**Task to carry out:** In your copy, drop the images and return each record exactly as it stands.

··· Dataset ···

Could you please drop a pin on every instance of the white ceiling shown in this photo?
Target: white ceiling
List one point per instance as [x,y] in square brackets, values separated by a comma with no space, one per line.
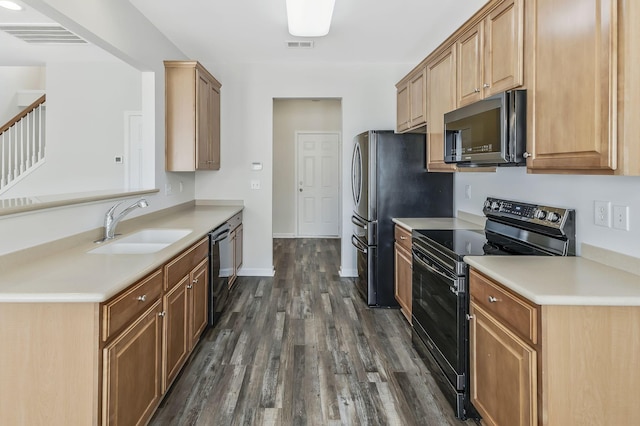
[397,31]
[239,31]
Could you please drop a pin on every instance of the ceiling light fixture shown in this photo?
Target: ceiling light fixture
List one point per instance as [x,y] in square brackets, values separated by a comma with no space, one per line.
[10,5]
[309,18]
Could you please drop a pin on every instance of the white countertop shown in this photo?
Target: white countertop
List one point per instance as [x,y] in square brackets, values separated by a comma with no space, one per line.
[411,223]
[561,280]
[73,275]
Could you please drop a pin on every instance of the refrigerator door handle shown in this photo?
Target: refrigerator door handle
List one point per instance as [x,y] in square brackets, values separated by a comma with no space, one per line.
[358,222]
[358,244]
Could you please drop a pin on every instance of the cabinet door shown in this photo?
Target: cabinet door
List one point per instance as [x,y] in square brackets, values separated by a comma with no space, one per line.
[237,251]
[469,65]
[214,129]
[573,95]
[403,276]
[402,108]
[441,98]
[131,372]
[198,302]
[503,372]
[503,48]
[176,342]
[417,94]
[203,124]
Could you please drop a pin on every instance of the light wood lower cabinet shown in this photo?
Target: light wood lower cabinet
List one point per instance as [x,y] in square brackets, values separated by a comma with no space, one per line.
[403,270]
[568,365]
[132,365]
[503,372]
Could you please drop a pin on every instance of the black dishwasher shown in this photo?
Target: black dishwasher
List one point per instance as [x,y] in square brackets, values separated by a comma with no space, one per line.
[218,278]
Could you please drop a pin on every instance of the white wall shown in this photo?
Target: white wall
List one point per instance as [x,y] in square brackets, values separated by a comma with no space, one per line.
[119,28]
[86,102]
[289,116]
[573,191]
[14,79]
[368,102]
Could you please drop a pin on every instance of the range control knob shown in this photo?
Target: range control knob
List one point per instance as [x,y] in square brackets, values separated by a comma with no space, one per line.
[553,217]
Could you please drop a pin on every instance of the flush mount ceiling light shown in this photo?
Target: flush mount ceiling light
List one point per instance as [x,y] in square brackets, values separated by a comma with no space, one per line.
[10,5]
[309,18]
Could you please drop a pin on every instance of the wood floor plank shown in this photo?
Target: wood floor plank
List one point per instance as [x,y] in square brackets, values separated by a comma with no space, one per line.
[303,348]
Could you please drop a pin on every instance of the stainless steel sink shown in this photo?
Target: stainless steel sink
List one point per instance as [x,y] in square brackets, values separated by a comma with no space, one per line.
[143,242]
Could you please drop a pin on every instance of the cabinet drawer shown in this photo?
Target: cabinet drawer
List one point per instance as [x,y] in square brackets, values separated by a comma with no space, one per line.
[520,315]
[403,237]
[235,221]
[183,264]
[123,309]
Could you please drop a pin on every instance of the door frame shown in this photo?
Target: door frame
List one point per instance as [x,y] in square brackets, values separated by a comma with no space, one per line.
[297,178]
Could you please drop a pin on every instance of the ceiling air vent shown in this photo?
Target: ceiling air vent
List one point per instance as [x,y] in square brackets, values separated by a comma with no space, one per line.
[300,44]
[42,34]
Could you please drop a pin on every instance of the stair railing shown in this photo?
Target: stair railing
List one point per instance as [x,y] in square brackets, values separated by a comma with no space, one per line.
[22,143]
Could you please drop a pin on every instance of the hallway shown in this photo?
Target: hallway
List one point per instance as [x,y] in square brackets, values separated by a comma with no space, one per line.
[302,348]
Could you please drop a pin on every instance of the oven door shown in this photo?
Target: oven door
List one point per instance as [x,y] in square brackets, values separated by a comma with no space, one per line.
[438,310]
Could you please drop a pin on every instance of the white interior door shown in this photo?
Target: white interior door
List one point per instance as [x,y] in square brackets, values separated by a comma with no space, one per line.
[318,180]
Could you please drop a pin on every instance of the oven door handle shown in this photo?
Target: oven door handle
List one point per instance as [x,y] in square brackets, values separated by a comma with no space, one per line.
[358,244]
[431,268]
[358,222]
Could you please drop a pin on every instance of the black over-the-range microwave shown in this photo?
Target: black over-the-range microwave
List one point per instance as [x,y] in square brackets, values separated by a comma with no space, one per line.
[490,132]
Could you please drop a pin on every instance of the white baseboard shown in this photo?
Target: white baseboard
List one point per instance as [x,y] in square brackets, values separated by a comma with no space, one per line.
[256,272]
[348,273]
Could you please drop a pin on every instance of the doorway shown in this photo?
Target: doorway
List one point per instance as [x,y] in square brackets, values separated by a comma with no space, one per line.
[316,124]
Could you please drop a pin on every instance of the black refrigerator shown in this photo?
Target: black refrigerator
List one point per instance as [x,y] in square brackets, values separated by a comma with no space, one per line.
[389,179]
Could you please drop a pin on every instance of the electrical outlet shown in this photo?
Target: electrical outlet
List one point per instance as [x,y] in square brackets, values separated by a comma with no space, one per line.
[621,217]
[602,213]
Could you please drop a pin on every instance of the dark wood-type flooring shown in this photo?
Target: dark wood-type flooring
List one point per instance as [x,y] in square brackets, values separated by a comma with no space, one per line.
[302,348]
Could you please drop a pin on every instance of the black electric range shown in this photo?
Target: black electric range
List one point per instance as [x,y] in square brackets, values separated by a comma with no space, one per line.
[440,299]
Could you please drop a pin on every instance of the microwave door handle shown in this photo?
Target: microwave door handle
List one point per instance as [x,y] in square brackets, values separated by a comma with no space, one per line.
[357,244]
[430,267]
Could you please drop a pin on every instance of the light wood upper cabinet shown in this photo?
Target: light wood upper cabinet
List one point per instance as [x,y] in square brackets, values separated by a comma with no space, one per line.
[441,98]
[490,54]
[403,271]
[403,108]
[192,120]
[411,101]
[572,94]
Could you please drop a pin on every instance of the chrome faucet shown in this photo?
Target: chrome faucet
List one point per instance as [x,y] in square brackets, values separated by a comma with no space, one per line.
[111,222]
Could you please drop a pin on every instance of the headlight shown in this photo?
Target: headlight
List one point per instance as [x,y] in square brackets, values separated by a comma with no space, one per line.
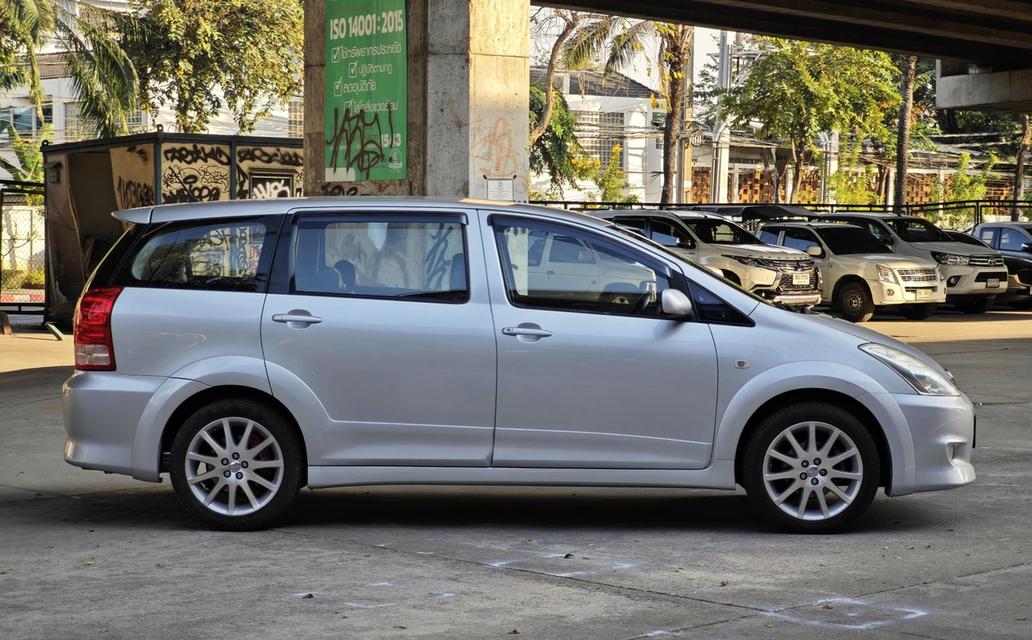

···

**Problem solution:**
Could you please drop a pin on every instance of the white ceiling shown in this photo?
Target: white ceiling
List one point per instance as [x,y] in square brackets, values separated by a comma with no space, one per line.
[397,31]
[239,31]
Could you please drop a pin on every instance of the ceiling light fixture shown in this photo?
Target: ceiling light fixture
List one point per instance as [x,y] in square brackets, values separated by a comma with no space, one per line.
[10,5]
[309,18]
Could you please drop a pin on every instance of the white countertop shown in this photo?
Target: white countertop
List one point per instance as [x,y] in square brackets, values separated by a comma with no space, one per line.
[411,223]
[561,280]
[73,275]
Could you please drop a pin on every instance of the refrigerator door handle shown in this photo?
Target: refrigerator door handle
List one point per instance as [x,y] in square brackets, values separated by a comma with no space, one per line.
[358,222]
[358,244]
Could you please drop a pin on every instance of the cabinet door shown in this photo?
Target: cabinet door
List one point per instance as [x,y] in square brackets, values separated by a comma with no space, one per line.
[237,251]
[469,65]
[214,129]
[573,95]
[403,276]
[402,108]
[441,98]
[131,372]
[198,302]
[503,372]
[503,48]
[176,342]
[417,94]
[203,124]
Could you please drop a pin on every instance of the light wood lower cabinet shown in this photo?
Target: light wood lower cabinet
List one point per instance as [x,y] in square brackets, values separated by a comma with no space, one per line.
[403,270]
[568,365]
[132,365]
[503,372]
Could you please drop a pin on every instance of the black dishwasher shown in this photo?
Target: black dishwasher
List one point per instance as [x,y] in square brackets, values separated by a comma with no space, one per line.
[218,278]
Could you please drop a pin on every instance of the white wall shown in this photo?
Target: white wall
List one point per instance as [x,y] in square brackets, values separated by a comma with no space, one per line.
[119,28]
[86,102]
[289,116]
[573,191]
[14,79]
[368,102]
Could you please drop a pin on every instance of the range control knob shown in this photo?
Target: range control knob
List one point per instance as [x,y] in square brackets, values separated by a comma with no space, one per line.
[553,217]
Could you please drop a pin on every instance of the flush mount ceiling light shown in this photo?
Target: flush mount ceiling light
List one point per instance as [x,y] in square brackets, values separated by a comma with no space, one per line.
[10,5]
[309,18]
Could you please drop a pin on every instance of the wood floor plank shown in this photo?
Target: wood floor plank
List one point per instance as [x,y] in square brackets, values separated by a comma with no space, one per line.
[303,348]
Could you please drop a pin on every instance of the stainless steel sink shown in this photo?
Target: stainless steel sink
List one point per instance as [x,y] in square brackets, values separated by a comma with no space, one per line.
[143,242]
Could you please drop a pin on every instance of the cabinet drawer shown in this photo?
Target: cabinet drawer
List one point per instance as [x,y] in square brackets, values separated by a comma with no space, one per line.
[520,315]
[403,237]
[235,221]
[183,264]
[123,309]
Could you please drop a pin on every instance of the door frame shown in this photo?
Target: door frame
List one point per instance as [x,y] in square brackets, values separated by a comma with no space, one per line.
[297,178]
Could you please drop a pin on every instance of the ceiling air vent shown in this photo?
Target: ceiling air vent
List one point per instance as [x,y] in square brackets, values separated by a comma with no space, one per line.
[300,44]
[42,34]
Could you please drop a pin on every instance of the stair railing shown in this photo?
Target: stair railing
List one point per instance as [x,y] in square brackets, values separated by a comma with no space, one per line.
[22,143]
Could you please drop a pin on every instance of the hallway shown in this photo?
Target: hallway
List one point per instance as [x,y] in square brackets, values separated by a comma with no space, one per line.
[302,348]
Could you please drop a pin on every instance of the oven door shown in this photo?
Target: oven door
List one point per instance as [x,y] in square brackets, values separated by a comma with no space, one per line.
[438,310]
Could you please drop a pin on every instance of the white interior door shown in this photo?
Target: white interior door
List one point per instance as [x,y] in square brackets, values separated by a comma with no space, one per line.
[318,180]
Could you please drop a pin on every instance of the oven door handle shown in this photo?
Target: oven door handle
List one point per instance as [x,y] in square brackets, values separated by a comma with no space, one per line.
[358,244]
[431,268]
[358,222]
Could you please drop a pin on every instance of the black over-the-range microwave shown in this photo?
Target: black over-the-range microwave
List one point per instance as [x,y] in square brackets, values separated by a comma with no space, one per line.
[490,132]
Could you please drop a pin on every instance of the white baseboard shown in this photo?
Target: white baseboard
List one point per instance as [x,y] in square brackets, values separated by a comma with no space, one per line.
[256,272]
[348,273]
Could you please drop a pin on every instance of the doorway shown in this photo?
Target: doorway
List one point per instance as [x,y] in square brackets, values separated by a comma with no space, one per line.
[316,124]
Could you please drop a pin on every instance of the black refrigerator shown in this photo?
Target: black refrigerator
List one point per instance as [x,y] in square brackets, values separated by a comma with no space, one per line.
[389,179]
Could you please drop a pin on every instance of the electrical outlet shown in this photo?
Target: electrical outlet
List one point per instance as [x,y] in square brackets, values separated by a comma with no space, one per line.
[621,217]
[602,213]
Could you please drop a pin on every instance of the dark wood-type flooring shown in this photo?
Target: dark wood-type flooring
List one point per instance as [x,y] in square brackets, values separated by a comma with no space, one per line.
[302,348]
Could you please drop a pin on every instance of the black electric range shown in this photo?
Target: black electric range
List one point per instance as [x,y] in square brackets, values separated by a comma with no space, one per line.
[440,299]
Could you please drop a pin on every instance of the microwave door handle shown in this photo?
Target: microwave door handle
List one point per instance as [x,y] in square brackets, values separated by a comma with no space, one per line.
[357,244]
[430,267]
Could you please drop a pin on every instance of the light wood upper cabinet shown in this photo?
Target: light wood upper cabinet
List one point per instance as [x,y] in square brackets, values separated by a comma with no space, one per line.
[441,98]
[490,54]
[403,271]
[403,108]
[192,120]
[411,101]
[572,94]
Could you please drop a pin on every instance of the chrome faucet shown in this photo?
Target: chrome faucet
List one point per instance as [x,y] in square brackets, values separated by a comma with no space, one per line.
[111,222]
Could you please drop a pin on every instance of the headlight shown in this photo?
Target: headlight
List one point per instance as [x,y] in square brackets, values separated by a comma with no space, one per line.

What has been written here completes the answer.